Instructions to follow | Where does the string "pairs" appear in the material? Copy each line that holds it.

Data for review |
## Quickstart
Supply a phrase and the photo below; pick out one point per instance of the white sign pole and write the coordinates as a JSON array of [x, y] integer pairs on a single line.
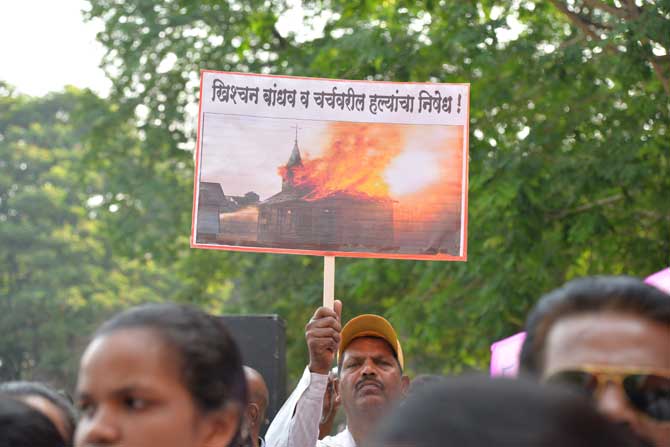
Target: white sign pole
[[329, 281]]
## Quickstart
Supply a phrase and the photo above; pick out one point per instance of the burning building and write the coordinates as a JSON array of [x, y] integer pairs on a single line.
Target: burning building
[[299, 217]]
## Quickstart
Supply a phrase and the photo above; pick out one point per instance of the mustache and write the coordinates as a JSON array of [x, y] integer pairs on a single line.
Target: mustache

Response box |
Supply a phrase and the photo below; pick out one point per instance of the white sign pole and write the coordinates as a JSON array of [x, y] integer pairs on a single line.
Supply a phrase and the photo above; pick out one point per instance of the burning building and write the coordinates as a JSON array of [x, y] integer pairs on a single line.
Supply a phrase and the photo above; pick out one point per instance of the mustache and write the coordinates as a JSON array of [x, y] integer pairs on a single line.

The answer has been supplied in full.